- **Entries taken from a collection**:
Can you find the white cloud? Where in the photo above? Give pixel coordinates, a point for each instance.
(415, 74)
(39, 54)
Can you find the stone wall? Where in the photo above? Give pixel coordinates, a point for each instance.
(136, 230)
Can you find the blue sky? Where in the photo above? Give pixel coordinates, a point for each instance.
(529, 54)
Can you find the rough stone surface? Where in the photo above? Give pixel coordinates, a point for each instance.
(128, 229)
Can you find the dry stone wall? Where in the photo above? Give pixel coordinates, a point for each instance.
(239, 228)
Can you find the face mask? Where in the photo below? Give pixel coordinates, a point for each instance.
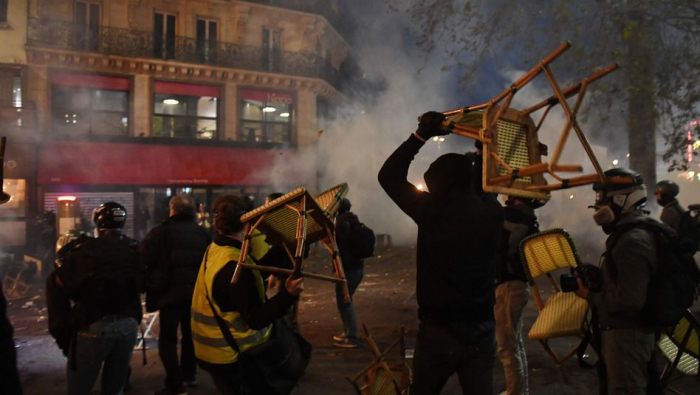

- **Description of the task**: Copy exactly the lines that run from the line containing "Can you find the dry" to the end of the data, keeping both end lines and dropping every picture.

- **Written response**:
Can you find the dry stone wall? Where in the photo above? Give pixel coordinates, a point for each instance.
(239, 228)
Can you find the face mask? Where in the photo below? Give pixel coordinates, a point for each instance.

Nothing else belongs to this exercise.